EXERCISE AIM: Recast the entries below as a Markdown table with the columns Row and Line, starting at the first line of the entries and ending at the line that contains "189 108 L 182". Omit any blank lines.

DATA FOR THIS EXERCISE:
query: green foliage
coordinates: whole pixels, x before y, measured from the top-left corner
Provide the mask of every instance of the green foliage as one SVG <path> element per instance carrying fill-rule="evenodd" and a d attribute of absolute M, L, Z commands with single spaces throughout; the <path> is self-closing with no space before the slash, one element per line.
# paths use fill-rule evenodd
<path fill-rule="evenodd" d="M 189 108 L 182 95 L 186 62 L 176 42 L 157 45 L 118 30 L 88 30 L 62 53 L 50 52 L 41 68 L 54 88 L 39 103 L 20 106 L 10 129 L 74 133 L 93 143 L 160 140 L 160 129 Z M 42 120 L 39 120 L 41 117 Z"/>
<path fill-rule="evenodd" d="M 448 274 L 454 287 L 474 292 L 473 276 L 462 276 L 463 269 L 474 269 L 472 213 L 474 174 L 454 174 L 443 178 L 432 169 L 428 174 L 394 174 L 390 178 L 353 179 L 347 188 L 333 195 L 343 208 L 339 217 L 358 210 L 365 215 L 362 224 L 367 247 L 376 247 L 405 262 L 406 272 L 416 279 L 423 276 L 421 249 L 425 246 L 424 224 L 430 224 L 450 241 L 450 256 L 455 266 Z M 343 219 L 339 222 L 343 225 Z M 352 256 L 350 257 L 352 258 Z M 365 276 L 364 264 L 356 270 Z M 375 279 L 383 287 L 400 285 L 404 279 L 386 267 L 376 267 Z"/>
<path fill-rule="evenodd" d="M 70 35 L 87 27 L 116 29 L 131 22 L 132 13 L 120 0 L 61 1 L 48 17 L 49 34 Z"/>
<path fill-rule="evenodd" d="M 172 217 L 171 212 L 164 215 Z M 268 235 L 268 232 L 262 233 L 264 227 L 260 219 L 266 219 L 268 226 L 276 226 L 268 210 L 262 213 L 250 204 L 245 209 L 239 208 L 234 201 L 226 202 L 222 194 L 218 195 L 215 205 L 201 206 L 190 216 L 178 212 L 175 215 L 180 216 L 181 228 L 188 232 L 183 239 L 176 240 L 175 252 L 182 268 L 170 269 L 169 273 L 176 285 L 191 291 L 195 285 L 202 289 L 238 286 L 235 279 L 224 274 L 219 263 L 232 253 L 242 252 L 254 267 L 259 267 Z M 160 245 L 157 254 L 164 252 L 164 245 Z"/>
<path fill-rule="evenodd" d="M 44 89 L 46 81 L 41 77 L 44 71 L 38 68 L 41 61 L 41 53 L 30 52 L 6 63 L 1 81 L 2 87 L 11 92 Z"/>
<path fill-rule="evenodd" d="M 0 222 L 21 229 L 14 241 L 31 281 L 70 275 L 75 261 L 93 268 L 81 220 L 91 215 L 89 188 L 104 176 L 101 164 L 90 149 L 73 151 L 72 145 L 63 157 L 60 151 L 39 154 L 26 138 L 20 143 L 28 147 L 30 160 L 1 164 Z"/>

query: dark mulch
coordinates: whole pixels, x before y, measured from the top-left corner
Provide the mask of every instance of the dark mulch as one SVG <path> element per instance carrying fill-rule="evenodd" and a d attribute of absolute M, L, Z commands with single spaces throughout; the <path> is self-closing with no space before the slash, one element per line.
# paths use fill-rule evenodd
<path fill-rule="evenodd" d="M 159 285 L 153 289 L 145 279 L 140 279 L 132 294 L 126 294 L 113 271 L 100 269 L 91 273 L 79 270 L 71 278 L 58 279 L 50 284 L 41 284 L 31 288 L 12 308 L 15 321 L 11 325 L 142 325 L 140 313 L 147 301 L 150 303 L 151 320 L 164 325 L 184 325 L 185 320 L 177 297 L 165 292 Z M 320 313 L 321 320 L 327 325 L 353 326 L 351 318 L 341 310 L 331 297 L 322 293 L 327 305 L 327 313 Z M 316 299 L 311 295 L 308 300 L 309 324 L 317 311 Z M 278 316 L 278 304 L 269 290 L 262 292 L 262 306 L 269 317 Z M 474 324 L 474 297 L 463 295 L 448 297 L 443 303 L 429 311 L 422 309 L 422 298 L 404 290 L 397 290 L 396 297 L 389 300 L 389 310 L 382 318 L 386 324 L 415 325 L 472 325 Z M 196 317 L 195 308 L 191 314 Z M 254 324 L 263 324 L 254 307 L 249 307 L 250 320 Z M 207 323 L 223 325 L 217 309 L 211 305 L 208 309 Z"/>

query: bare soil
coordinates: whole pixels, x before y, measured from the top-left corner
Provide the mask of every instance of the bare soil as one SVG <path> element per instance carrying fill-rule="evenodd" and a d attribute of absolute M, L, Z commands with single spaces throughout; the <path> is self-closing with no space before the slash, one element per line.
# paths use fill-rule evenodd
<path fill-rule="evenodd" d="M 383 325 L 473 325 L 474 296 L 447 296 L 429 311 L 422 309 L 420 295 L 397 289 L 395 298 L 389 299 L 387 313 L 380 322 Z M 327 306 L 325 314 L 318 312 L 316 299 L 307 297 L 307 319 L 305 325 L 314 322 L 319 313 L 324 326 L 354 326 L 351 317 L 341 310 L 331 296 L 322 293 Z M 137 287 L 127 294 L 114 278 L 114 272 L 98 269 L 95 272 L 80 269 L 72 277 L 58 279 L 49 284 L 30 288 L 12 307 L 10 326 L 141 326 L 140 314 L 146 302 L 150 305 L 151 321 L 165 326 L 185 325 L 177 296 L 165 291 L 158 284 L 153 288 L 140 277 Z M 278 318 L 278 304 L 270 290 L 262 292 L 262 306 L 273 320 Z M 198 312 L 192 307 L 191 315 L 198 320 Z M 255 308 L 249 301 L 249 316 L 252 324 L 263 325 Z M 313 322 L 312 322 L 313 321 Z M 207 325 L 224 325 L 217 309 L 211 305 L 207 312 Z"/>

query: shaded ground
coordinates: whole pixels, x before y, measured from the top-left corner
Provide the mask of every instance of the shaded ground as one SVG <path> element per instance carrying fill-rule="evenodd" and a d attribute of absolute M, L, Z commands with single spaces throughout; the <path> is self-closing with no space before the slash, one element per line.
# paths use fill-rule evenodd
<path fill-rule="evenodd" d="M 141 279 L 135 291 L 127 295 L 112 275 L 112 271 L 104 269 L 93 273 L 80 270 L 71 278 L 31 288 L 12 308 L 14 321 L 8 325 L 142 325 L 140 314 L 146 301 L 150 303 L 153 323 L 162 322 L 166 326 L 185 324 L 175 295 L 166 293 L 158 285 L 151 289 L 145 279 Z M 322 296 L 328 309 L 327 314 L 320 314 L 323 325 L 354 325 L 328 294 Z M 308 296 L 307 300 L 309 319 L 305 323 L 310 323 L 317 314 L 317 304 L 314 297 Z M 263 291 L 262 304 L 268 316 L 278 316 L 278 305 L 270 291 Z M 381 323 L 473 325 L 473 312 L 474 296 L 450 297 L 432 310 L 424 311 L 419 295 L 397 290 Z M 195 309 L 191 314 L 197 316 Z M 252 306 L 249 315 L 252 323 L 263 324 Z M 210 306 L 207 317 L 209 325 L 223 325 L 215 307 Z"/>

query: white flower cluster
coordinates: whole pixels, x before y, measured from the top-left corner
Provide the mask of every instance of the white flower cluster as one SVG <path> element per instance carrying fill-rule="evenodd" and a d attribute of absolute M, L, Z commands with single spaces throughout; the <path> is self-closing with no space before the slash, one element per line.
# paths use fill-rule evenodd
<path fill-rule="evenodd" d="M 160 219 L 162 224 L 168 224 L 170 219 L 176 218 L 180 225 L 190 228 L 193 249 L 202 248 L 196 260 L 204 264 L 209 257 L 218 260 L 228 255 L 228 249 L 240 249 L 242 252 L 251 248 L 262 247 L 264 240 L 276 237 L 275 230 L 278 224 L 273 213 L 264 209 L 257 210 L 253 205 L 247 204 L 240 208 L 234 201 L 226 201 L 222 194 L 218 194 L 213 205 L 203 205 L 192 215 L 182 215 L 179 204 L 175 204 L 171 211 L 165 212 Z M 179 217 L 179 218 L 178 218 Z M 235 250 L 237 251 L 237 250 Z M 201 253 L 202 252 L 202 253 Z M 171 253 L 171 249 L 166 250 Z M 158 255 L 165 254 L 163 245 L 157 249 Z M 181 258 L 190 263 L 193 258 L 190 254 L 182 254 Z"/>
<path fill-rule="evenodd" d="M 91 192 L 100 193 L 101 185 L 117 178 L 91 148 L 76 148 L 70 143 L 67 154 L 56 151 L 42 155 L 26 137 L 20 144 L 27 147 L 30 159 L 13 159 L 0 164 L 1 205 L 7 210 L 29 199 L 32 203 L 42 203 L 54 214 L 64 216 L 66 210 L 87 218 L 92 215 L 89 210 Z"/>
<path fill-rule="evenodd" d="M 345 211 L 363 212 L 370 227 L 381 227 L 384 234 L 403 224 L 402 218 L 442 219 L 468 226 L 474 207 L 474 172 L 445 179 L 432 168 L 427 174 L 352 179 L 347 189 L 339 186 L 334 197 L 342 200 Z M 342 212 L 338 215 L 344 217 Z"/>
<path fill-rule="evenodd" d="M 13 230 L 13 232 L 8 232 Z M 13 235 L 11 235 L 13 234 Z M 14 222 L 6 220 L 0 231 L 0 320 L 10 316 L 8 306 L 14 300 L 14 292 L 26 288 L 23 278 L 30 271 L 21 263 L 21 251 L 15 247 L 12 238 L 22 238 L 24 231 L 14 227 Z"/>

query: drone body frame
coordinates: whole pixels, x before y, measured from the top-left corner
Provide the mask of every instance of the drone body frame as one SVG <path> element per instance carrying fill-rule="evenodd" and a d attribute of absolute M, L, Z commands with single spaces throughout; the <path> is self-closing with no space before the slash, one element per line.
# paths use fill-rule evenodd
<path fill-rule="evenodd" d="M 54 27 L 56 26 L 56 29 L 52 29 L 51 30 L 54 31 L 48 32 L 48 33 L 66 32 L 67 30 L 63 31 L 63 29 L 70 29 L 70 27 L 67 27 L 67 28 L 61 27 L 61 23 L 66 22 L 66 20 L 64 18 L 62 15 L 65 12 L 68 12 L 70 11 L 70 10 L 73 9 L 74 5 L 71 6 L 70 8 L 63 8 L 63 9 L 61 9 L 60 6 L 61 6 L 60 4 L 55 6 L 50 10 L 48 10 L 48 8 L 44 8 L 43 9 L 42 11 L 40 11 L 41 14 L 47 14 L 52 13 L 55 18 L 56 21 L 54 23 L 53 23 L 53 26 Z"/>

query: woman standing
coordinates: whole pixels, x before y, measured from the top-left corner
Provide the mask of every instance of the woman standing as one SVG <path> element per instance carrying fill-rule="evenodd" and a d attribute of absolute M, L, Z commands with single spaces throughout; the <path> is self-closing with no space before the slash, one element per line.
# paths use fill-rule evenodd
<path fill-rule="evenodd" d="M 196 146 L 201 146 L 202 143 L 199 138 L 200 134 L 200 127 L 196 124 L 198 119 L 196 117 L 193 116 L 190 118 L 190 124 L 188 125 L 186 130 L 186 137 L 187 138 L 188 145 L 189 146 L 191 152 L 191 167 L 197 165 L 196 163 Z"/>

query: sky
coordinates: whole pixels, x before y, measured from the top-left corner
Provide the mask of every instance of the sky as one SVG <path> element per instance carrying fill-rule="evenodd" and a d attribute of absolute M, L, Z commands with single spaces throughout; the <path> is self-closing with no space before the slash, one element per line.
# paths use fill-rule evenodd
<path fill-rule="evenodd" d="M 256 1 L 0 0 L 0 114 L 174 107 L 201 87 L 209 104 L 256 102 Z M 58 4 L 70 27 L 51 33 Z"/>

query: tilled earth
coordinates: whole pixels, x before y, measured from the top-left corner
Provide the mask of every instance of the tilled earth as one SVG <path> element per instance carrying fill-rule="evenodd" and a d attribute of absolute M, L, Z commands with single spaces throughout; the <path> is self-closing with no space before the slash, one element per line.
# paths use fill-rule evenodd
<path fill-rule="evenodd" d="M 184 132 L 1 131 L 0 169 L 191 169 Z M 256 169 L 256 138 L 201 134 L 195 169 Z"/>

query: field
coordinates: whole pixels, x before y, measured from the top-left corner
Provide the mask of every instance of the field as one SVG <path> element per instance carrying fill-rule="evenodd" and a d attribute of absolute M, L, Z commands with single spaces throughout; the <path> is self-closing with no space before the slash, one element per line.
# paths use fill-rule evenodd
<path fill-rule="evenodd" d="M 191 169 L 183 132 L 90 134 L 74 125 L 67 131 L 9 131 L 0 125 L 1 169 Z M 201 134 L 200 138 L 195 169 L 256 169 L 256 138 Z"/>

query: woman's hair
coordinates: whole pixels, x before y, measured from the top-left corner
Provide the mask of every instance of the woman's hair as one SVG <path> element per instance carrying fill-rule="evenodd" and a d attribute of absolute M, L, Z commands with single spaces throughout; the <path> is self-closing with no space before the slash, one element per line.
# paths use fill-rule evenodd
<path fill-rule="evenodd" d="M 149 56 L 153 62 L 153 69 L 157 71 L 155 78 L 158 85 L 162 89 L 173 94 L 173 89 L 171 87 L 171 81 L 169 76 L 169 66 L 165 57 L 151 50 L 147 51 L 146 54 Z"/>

FULL OUTPUT:
| Row | Line |
|---|---|
| 1 | query: green foliage |
| 2 | coordinates: whole pixels, x before y, measured from the top-left corner |
| 3 | Provide the mask of every instance of the green foliage as one SVG <path> element per instance carrying fill-rule="evenodd" and a d attribute of absolute M, L, Z commands with single spaces throughout; the <path> is self-closing with no space before the slash, one element per line. |
| 4 | # paths use fill-rule evenodd |
| 5 | <path fill-rule="evenodd" d="M 189 108 L 182 95 L 186 62 L 176 42 L 157 45 L 118 30 L 88 30 L 62 53 L 50 52 L 41 68 L 54 88 L 39 103 L 20 106 L 10 129 L 74 133 L 93 143 L 160 140 L 160 129 Z M 42 120 L 39 120 L 41 117 Z"/> |